- **DATA SUPPLIED**:

>>>>

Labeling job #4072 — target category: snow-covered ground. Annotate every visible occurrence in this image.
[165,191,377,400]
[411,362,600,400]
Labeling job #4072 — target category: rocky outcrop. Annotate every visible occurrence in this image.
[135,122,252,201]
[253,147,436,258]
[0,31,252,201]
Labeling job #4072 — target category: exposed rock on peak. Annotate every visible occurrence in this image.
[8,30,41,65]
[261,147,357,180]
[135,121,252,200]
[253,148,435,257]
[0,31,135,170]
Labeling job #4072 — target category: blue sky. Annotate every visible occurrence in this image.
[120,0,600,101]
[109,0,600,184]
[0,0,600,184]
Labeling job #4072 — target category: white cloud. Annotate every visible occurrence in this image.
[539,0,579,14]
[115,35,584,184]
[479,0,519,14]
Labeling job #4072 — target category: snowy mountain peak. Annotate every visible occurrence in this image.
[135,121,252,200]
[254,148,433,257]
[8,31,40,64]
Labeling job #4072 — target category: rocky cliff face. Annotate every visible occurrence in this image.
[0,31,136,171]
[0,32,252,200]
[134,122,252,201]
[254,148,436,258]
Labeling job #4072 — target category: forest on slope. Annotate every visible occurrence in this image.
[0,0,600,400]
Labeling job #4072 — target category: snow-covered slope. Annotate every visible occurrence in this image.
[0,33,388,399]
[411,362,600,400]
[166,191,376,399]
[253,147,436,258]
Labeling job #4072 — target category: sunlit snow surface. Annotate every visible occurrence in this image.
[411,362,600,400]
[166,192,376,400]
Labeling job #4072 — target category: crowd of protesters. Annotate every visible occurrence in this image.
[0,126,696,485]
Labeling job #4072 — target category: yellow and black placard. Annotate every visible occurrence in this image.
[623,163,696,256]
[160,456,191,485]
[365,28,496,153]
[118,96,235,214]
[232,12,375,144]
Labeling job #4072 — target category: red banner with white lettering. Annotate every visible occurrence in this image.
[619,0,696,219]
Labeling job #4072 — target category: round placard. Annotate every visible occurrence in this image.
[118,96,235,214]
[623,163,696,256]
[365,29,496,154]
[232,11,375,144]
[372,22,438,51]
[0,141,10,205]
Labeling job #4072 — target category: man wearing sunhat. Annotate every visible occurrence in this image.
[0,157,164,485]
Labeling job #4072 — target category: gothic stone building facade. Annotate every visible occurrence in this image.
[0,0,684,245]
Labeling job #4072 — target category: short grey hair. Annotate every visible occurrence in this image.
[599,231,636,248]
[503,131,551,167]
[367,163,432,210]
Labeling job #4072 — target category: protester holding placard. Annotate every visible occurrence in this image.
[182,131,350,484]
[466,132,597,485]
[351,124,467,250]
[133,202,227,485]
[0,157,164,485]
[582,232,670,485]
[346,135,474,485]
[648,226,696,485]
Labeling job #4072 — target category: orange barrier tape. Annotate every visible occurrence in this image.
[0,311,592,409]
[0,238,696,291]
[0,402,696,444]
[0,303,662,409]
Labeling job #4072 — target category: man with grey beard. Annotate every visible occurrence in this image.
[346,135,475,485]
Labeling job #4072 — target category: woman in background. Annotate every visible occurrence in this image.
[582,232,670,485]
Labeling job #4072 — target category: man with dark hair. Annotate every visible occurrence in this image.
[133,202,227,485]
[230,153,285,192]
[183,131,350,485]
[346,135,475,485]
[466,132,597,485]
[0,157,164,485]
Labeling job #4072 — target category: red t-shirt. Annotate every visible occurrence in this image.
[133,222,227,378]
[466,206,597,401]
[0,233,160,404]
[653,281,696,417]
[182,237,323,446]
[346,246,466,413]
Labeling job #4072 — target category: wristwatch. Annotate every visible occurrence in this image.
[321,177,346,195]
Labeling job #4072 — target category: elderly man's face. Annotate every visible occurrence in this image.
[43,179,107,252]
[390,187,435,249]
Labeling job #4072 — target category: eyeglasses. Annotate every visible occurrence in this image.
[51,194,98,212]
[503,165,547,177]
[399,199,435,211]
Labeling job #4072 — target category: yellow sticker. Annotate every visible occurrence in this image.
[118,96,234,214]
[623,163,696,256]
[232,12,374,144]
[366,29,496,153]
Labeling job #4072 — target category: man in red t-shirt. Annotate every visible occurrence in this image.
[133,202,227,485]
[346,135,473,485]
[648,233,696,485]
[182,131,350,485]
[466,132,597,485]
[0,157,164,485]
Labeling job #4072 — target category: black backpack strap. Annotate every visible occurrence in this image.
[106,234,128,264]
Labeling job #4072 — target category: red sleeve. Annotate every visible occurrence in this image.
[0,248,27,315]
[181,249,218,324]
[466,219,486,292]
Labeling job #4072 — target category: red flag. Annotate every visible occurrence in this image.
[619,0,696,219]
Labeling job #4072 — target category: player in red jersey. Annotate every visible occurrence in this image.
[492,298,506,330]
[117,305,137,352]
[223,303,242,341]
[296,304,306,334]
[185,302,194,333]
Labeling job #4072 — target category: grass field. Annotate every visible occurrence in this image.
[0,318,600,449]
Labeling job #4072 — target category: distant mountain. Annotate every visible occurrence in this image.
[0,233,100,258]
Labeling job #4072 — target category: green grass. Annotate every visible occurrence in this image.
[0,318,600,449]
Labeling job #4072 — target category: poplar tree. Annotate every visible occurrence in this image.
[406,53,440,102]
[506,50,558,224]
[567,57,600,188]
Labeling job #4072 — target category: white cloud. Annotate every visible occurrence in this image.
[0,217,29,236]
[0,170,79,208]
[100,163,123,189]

<<<<

- **WHAT YOU NEED TO DO**:
Print all of the data above again, line for line, with no changes.

- **ANSWER BELOW**:
Labeling job #4072 — target category: snow-covered ground. Annotate every visible occurrence in this image.
[165,191,377,400]
[411,362,600,400]
Labeling job #4072 — target category: rocky outcrop. Annotate every visible occurrence in this image.
[135,122,252,201]
[253,147,436,258]
[0,31,252,201]
Labeling job #4072 — target category: exposed rock on peak. Annotate every visible occurrence in this image.
[8,30,41,65]
[261,147,357,180]
[135,121,252,200]
[253,148,435,257]
[0,31,135,170]
Labeling job #4072 — target category: blue sky. Annotate every visible occurrence in this image.
[120,0,600,101]
[109,0,600,184]
[0,0,600,184]
Labeling job #4072 — target category: white cloud. Annotate every visible occurrence in this image.
[539,0,579,14]
[115,35,584,184]
[479,0,519,14]
Labeling job #4072 — target category: snowy mountain peak. Annotate every visible occurrence in this image.
[135,121,252,200]
[254,148,433,257]
[8,31,40,64]
Labeling job #4072 — target category: rocky cliff face. Annotate every visible occurrence in this image.
[0,31,136,171]
[0,32,252,200]
[134,122,252,201]
[254,148,436,258]
Labeling job #4072 — target category: forest on slope. Annotate every visible occurrence in this image.
[0,0,600,400]
Labeling job #4072 — target category: snow-covered slope. Annotate every visible occurrence in this image.
[0,33,388,399]
[411,362,600,400]
[166,191,376,399]
[253,147,436,258]
Labeling job #4072 — target category: sunlit snow surface. Annotate every visible occurrence in this image.
[411,362,600,400]
[166,192,376,400]
Labeling job #4072 — target category: crowd of protesters. Annotate every visible occurrence in this image.
[0,126,696,485]
Labeling job #4072 — target category: yellow and black placard. Annotate every visible occurrence in this image.
[623,163,696,256]
[160,456,191,485]
[365,28,496,153]
[118,96,235,214]
[232,12,375,144]
Labeling job #4072 — target category: red banner with white lettering. Annotate every visible occurrence in this image.
[619,0,696,219]
Labeling job #4072 — target category: round placard. Annotate every visible occurrence in this image.
[118,96,235,214]
[623,163,696,256]
[365,29,496,154]
[232,11,375,144]
[372,22,438,51]
[0,141,10,205]
Labeling job #4072 — target category: man wearing sunhat. Annotate every visible occurrence in this image.
[0,157,164,485]
Labeling job #4072 — target category: gothic stone building facade. Annotate every visible occurrence in this image.
[0,0,684,245]
Labeling job #4072 — target category: short grey hair. Annotate every visible occurrence in this image.
[599,231,636,248]
[503,131,551,167]
[367,163,432,210]
Labeling job #4072 — target category: protester holding placard. Annotate every visible occurrence in this image.
[182,131,350,484]
[466,132,597,485]
[351,124,467,250]
[133,202,227,485]
[0,157,164,485]
[582,232,670,485]
[346,135,474,485]
[648,226,696,485]
Labeling job #4072 — target category: orange barrier tape. Annotate every visible occurrence in this image.
[0,311,592,409]
[0,238,696,291]
[0,402,696,444]
[0,303,662,409]
Labeling job #4072 — target category: man with grey beard. Annotate every visible occurrence in this image.
[346,135,475,485]
Labeling job #4072 — target category: woman in background. Annotate every visible occurrence in this image.
[582,232,670,485]
Labeling job #4072 — target category: man with dark hair. Annotate every visible occurrence in this image.
[133,202,227,485]
[230,153,285,192]
[183,131,350,485]
[346,135,475,485]
[466,132,597,485]
[0,157,164,485]
Labeling job #4072 — target category: red t-shirt. Annotate every visible occurrence in this image.
[133,222,227,378]
[466,206,597,401]
[0,233,160,404]
[653,281,696,417]
[182,237,323,446]
[346,246,466,413]
Labeling job #4072 — target category: wristwatch. Annotate every visible occurrence in this image.
[321,177,346,195]
Labeling job #4072 — target category: elderly man's face. Annotate every visible occurrence in this image.
[43,179,107,252]
[390,187,435,249]
Labeling job #4072 — target category: eyeglasses. Annotate every visible occurrence in this image.
[51,194,98,212]
[503,165,547,177]
[399,199,435,211]
Labeling job #4072 — target category: yellow sticker. Annotate every visible occurrence in this image.
[118,96,234,214]
[623,163,696,256]
[232,12,374,144]
[366,29,496,153]
Labeling job #4072 — target category: man in red t-shirt. Annotate every visible occurrence in this image.
[133,202,227,485]
[346,135,473,485]
[648,233,696,485]
[182,131,350,485]
[466,132,597,485]
[0,157,164,485]
Labeling job #4072 — target category: black backpack strap. Annotate every visible occurrence in this image.
[106,234,128,264]
Labeling job #4072 — target category: red sleeve. Annotate every visible occurrence in this image.
[0,248,27,315]
[181,249,218,324]
[466,219,486,292]
Labeling job #4072 — target category: red flag. Annotate every visible occurrence in this image.
[619,0,696,219]
Labeling job #4072 — target category: player in red jersey. Annotate every visible occurrence in this image.
[492,298,506,330]
[117,305,137,352]
[223,303,242,341]
[296,304,306,334]
[185,302,194,333]
Labeling job #4072 — target category: grass field. Annotate every visible occurrence in this image.
[0,318,600,449]
Labeling job #4072 — target category: distant mountain. Annotate every visible occurrence in this image.
[0,233,100,258]
Labeling job #4072 — target category: green grass. Annotate every visible occurrence in this image.
[0,318,600,449]
Labeling job #4072 — target category: poplar tree. Annotate every visible occurrence in this image.
[406,53,440,102]
[506,50,558,224]
[567,57,600,188]
Labeling job #4072 — target category: white cloud. Annotate every visible occurrence in this image.
[0,217,29,236]
[0,170,79,208]
[100,163,123,189]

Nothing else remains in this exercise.